Work instruction - Print nothing but the lines below starting at the line that holds "Reviewer note: confirm each instance of the rocky" and ending at the line that holds "Reviewer note: confirm each instance of the breakwater", including both, each exactly as written.

***

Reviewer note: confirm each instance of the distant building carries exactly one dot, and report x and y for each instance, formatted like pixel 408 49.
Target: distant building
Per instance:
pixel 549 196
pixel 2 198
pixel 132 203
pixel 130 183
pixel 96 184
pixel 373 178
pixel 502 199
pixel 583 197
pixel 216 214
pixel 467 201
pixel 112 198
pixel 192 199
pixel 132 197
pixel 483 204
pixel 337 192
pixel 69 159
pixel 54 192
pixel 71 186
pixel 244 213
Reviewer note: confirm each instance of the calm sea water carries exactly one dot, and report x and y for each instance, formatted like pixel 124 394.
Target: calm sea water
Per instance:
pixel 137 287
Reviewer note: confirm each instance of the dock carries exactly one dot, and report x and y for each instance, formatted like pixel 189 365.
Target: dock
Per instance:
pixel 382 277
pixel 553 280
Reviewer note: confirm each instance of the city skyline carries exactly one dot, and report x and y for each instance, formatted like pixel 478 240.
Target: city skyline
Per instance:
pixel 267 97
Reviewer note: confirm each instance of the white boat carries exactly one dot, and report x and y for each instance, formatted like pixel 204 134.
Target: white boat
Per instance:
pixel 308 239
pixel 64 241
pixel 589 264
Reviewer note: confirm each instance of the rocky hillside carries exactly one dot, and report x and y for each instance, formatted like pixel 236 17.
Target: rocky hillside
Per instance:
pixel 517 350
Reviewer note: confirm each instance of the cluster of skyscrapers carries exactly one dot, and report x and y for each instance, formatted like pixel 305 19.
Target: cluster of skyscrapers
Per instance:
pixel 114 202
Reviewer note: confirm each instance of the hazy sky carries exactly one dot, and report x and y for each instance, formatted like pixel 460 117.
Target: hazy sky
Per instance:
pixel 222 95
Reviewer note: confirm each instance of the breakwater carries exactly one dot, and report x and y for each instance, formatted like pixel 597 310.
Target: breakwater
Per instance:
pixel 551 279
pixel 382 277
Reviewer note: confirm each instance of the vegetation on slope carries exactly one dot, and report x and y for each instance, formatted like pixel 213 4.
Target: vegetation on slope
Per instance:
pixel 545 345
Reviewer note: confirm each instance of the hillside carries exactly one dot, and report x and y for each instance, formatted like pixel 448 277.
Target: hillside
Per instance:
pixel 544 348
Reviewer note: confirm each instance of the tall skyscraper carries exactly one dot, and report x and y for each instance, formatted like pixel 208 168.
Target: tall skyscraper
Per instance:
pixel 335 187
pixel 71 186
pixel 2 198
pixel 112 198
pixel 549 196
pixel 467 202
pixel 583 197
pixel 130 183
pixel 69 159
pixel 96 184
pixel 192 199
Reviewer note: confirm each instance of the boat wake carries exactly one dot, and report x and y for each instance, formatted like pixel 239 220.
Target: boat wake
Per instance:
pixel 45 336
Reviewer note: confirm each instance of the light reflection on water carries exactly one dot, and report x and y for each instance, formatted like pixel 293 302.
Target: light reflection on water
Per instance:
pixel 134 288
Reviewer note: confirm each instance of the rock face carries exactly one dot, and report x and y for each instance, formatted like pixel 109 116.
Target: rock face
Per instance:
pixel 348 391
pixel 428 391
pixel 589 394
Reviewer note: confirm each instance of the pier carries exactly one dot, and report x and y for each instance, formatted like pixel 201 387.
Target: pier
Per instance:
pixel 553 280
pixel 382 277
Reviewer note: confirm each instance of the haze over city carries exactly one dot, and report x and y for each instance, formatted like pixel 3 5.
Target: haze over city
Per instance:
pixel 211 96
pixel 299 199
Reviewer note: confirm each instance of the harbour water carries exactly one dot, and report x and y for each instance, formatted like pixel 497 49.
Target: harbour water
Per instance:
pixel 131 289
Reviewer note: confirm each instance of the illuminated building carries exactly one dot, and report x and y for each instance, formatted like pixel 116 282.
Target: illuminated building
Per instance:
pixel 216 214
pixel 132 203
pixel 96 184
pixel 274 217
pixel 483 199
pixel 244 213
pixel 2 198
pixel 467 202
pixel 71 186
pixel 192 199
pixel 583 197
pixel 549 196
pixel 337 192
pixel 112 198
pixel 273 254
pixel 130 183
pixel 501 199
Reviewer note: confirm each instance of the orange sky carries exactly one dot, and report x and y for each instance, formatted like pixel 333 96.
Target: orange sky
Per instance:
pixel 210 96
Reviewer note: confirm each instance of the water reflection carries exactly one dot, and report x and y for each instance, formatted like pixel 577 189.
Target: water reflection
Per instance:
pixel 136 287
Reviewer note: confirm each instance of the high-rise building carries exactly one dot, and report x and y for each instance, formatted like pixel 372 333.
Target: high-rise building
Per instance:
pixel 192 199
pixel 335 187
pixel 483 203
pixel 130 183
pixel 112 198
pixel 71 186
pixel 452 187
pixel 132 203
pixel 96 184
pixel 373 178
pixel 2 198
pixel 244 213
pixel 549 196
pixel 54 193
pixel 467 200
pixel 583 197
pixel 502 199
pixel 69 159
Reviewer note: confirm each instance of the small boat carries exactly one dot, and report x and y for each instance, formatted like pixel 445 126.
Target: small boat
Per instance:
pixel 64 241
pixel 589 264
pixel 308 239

***

Solution to the exercise -
Reviewer note: confirm each instance of the rocky hillside carries exactly one dot, and report x and y for each instance, formatted like pixel 236 17.
Target: rocky hillside
Per instance:
pixel 517 350
Reviewer note: confirm each instance of the cluster of skyscrapers carries exactly one dot, and report x and y for each instance, formatted like pixel 305 19.
Target: cluster of skyscrapers
Per instance:
pixel 114 202
Reviewer note: confirm each instance of the hazy sky carries exactly one dot, and report x and y for each instance, formatted like pixel 460 117.
Target: hazy sky
Per instance:
pixel 222 95
Reviewer note: confirm each instance of the breakwater carries exactly one dot, and report x and y for each instance, formatted like pixel 597 310.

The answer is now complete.